*WORK INSTRUCTION 1*: In the essay on the throw-away soldier below, rewrite the paragraph beginning "Their throw-away soldier entered the civilian world" more briefly, keeping its main facts.
*WORK INSTRUCTION 2*: Pick up the essay on the throw-away soldier after its final sentence and carry it forward.
═════ PROVIDED TEXT ═════
Their Throw-Away Soldier

Jill Baker

She was not silent when an Army superior very nearly assaulted her on guard duty. She sought protection higher up the chain of command and was rewarded with a promotion to favorite cat toy for male colleagues to ridicule, tease and taunt for the remainder of her military service.

Half a century later, her life is still impacted by the Army’s decision to deal with her military sexual trauma by NOT dealing with it. She is their throw-away soldier.

Their throw-away soldier entered the civilian world when she was 21 years old. She imagined herself to be free and ready to create a new life far different from the one she had left behind. To her angst, she struggled to fit in with classmates at university and with colleagues after graduation.

She tried very hard to squeeze into the mold of how she thought a girlfriend was supposed to act, and then a wife, and then a mother, a sister, a friend. She felt hollow inside no matter what she did to compensate for the pain and sorrow of being thrown away.
═════ DATA FOR ANALYSIS ═════
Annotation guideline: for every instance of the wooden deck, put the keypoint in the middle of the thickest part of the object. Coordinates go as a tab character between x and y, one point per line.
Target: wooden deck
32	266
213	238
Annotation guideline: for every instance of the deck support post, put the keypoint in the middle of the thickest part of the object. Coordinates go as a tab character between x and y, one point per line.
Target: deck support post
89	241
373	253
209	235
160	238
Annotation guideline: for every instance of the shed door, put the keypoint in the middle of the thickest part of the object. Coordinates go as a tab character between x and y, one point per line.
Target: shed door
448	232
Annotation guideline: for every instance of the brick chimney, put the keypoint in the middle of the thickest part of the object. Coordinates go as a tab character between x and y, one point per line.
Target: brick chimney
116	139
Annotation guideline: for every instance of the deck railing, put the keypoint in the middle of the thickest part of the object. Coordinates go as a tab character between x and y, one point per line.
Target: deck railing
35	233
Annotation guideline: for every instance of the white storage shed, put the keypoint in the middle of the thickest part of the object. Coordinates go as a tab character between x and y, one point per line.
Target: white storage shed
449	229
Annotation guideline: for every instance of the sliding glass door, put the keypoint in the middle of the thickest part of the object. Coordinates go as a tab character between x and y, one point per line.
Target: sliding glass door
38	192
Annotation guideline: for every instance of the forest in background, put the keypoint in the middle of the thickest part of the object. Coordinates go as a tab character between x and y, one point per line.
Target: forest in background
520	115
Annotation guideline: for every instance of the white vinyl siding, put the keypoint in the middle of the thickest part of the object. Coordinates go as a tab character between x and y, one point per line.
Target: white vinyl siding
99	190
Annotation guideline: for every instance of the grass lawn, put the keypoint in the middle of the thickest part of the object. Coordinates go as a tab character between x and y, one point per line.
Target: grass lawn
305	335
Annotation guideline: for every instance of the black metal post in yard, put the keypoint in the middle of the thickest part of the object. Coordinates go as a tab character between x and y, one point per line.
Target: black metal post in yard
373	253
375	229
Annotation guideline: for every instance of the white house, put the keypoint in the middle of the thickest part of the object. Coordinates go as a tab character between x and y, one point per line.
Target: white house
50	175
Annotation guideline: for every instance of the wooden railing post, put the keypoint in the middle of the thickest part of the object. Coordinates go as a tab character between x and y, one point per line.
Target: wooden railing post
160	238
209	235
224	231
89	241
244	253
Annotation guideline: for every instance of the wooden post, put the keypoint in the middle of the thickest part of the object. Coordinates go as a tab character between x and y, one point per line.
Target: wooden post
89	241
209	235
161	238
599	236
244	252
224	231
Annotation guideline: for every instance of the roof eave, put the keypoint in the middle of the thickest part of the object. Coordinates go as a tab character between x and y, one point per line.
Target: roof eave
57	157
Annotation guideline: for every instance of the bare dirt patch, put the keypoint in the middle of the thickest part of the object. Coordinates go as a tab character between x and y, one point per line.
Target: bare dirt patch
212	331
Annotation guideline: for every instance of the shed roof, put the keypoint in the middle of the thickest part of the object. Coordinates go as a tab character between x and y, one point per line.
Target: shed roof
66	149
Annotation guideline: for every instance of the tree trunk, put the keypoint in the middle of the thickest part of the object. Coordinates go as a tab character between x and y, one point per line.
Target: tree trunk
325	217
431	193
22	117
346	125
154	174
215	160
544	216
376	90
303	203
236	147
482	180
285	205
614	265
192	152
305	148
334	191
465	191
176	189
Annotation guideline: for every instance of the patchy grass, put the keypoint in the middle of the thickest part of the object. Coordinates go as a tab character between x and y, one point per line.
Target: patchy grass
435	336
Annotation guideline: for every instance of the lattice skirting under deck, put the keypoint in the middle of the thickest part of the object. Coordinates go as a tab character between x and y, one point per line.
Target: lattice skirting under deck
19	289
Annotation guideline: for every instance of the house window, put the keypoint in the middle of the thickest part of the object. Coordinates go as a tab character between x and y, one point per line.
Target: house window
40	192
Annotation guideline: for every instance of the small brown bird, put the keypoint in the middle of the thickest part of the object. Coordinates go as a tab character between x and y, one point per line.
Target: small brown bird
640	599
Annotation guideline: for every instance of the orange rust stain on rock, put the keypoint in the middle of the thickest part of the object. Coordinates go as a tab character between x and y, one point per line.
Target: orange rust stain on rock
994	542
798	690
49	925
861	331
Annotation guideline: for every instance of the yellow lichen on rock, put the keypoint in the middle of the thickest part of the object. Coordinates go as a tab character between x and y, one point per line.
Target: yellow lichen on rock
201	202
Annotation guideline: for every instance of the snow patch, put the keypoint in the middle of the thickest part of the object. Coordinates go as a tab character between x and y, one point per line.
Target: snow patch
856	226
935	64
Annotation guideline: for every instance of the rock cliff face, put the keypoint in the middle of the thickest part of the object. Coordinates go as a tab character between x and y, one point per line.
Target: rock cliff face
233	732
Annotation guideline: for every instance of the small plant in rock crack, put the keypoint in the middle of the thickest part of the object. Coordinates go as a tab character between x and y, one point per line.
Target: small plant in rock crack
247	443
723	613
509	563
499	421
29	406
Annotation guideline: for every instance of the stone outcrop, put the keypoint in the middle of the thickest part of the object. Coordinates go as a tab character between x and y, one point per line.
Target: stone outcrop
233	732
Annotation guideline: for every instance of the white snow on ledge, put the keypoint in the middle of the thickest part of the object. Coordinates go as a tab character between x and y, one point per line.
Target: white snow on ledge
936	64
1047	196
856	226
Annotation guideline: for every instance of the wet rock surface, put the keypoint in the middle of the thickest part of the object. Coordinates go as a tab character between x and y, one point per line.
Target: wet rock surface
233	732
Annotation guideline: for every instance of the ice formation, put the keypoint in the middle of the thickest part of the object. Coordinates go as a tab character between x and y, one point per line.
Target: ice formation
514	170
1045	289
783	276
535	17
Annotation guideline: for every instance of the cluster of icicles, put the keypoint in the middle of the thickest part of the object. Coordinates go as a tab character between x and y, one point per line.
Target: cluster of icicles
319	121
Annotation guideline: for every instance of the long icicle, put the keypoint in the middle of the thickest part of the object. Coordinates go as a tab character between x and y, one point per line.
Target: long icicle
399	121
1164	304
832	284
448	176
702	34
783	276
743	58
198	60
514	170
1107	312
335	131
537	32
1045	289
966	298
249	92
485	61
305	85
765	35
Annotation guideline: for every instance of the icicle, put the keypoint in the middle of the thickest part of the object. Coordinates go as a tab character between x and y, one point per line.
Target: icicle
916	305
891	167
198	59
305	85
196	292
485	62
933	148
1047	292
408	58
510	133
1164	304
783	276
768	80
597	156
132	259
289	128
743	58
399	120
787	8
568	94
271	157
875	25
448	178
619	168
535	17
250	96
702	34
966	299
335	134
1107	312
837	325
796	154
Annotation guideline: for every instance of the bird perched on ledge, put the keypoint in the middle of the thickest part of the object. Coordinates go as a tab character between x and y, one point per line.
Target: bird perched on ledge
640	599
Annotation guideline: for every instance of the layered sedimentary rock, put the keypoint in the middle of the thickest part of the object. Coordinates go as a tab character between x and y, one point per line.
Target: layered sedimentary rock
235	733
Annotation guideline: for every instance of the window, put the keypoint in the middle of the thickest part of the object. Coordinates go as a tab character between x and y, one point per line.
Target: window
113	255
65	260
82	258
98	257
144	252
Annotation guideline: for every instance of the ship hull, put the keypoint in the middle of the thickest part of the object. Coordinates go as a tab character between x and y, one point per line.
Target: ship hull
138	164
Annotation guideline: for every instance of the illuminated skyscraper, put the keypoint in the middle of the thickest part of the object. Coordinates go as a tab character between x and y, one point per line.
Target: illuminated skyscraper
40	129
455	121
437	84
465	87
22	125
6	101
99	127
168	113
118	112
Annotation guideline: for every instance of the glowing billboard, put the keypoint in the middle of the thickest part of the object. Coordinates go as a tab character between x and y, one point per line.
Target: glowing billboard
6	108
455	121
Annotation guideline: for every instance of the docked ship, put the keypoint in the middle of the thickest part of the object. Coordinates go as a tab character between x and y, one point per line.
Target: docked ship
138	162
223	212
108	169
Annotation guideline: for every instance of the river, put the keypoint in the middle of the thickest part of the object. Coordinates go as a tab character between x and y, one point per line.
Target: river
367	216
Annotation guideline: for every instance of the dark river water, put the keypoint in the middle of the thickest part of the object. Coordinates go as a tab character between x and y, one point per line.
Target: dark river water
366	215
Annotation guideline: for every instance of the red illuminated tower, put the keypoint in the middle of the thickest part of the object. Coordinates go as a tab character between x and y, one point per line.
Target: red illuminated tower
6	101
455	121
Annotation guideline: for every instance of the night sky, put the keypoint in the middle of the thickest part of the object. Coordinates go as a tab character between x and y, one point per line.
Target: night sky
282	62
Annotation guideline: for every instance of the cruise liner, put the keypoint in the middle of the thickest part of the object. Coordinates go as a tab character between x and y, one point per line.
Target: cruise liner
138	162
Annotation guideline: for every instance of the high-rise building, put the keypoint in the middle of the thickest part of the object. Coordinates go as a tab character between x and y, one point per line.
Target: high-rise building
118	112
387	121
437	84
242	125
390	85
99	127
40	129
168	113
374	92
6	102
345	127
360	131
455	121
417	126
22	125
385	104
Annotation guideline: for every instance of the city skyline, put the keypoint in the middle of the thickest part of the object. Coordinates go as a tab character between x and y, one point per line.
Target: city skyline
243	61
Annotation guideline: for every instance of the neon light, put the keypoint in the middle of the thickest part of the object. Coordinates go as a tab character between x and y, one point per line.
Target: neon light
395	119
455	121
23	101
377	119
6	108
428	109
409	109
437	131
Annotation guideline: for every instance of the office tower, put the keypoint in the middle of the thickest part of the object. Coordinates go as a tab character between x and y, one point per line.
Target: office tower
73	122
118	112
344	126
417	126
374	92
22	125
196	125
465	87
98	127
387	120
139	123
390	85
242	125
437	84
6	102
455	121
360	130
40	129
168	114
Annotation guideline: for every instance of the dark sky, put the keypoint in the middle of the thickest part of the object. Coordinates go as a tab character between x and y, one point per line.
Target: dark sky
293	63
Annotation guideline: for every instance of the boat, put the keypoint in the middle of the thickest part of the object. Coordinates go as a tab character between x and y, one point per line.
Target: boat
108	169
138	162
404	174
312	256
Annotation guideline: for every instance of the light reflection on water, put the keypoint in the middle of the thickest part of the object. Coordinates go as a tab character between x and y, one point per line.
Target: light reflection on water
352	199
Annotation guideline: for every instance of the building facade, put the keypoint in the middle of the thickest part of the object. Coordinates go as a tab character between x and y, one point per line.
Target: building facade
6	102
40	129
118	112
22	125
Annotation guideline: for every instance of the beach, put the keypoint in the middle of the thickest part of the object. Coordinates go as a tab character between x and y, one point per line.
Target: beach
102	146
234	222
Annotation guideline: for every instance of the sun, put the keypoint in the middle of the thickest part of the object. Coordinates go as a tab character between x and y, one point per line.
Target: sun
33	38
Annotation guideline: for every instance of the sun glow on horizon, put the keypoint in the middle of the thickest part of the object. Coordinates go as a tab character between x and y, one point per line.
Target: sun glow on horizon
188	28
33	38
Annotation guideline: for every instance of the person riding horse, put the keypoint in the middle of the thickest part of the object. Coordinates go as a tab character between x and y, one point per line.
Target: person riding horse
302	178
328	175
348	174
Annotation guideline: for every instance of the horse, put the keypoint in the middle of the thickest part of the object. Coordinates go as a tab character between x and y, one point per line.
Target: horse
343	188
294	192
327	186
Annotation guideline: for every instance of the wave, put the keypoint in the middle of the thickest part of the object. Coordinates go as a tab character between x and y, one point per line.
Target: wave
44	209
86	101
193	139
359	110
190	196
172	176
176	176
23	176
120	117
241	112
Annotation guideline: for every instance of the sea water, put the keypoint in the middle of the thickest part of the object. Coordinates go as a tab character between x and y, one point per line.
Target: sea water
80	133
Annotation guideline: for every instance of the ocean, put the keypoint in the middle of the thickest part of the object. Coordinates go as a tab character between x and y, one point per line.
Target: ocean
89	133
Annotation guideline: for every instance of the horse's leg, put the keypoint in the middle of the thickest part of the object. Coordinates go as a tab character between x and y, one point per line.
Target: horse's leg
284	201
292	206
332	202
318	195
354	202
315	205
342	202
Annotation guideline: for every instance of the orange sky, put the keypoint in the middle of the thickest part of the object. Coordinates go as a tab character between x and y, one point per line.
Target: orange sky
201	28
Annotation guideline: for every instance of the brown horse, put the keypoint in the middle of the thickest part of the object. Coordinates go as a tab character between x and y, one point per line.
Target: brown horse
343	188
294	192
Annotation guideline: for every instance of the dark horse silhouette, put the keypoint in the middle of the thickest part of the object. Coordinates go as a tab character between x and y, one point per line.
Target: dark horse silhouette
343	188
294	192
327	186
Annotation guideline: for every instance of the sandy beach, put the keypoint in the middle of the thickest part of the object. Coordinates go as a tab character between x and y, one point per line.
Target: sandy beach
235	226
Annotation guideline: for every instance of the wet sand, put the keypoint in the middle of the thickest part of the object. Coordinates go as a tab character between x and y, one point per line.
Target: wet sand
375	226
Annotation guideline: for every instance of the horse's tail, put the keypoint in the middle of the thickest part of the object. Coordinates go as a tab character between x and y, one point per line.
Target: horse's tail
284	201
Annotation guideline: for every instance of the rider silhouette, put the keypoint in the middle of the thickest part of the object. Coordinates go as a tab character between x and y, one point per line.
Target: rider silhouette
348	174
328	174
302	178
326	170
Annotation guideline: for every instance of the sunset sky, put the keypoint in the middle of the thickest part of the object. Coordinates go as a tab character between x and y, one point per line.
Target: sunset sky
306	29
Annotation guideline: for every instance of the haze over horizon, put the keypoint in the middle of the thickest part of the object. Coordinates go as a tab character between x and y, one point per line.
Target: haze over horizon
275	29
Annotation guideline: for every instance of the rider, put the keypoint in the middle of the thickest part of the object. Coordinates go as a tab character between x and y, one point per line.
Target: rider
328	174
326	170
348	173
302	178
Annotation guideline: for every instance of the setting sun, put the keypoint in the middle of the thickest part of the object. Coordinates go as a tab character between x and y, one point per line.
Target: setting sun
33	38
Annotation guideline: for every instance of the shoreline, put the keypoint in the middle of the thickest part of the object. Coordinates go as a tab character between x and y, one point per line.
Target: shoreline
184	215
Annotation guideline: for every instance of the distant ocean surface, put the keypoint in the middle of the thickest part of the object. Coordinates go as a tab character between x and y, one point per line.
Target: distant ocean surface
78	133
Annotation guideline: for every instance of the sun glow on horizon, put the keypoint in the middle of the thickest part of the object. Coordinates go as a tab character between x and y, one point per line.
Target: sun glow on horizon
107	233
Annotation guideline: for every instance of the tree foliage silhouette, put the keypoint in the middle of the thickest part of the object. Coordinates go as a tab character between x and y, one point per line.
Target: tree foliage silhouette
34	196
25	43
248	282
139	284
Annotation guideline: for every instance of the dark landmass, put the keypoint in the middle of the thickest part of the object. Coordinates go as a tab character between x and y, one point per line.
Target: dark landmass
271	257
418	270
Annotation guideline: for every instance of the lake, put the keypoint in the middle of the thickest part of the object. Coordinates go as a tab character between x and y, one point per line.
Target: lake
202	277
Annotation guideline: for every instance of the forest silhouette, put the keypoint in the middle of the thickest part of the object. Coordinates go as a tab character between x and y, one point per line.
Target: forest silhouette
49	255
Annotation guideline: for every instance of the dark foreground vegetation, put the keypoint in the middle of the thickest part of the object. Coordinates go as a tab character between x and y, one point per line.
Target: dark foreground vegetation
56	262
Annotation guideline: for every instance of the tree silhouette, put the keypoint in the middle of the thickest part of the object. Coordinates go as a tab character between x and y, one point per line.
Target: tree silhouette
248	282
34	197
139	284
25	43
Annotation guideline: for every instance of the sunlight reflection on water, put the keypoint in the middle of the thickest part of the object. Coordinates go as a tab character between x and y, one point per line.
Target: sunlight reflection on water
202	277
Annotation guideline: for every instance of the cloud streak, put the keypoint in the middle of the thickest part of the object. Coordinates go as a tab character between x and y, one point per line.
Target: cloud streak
═════
*TASK ANSWER 1*: At 21, the throw-away soldier entered civilian life, picturing herself free to build a new life far different from the one she had left. Instead, she struggled to fit in, first with university classmates and then with colleagues after graduation.

*TASK ANSWER 2*:
Their throw-away soldier still doesn’t know how to act “just right.” She is either too hard or too soft. Acting “just right” in a civilian space means fitting into a stereotypical feminine mold, and she is certainly not that at her core. Acting “just right” in a veteran space demands conformity to a military culture that denied her both purpose and justice.

Yet despite this, all is not lost. She has found peace, acceptance and love at home, and that success stokes the flame of promise that her place in the greater world is still waiting patiently around the corner for her to find.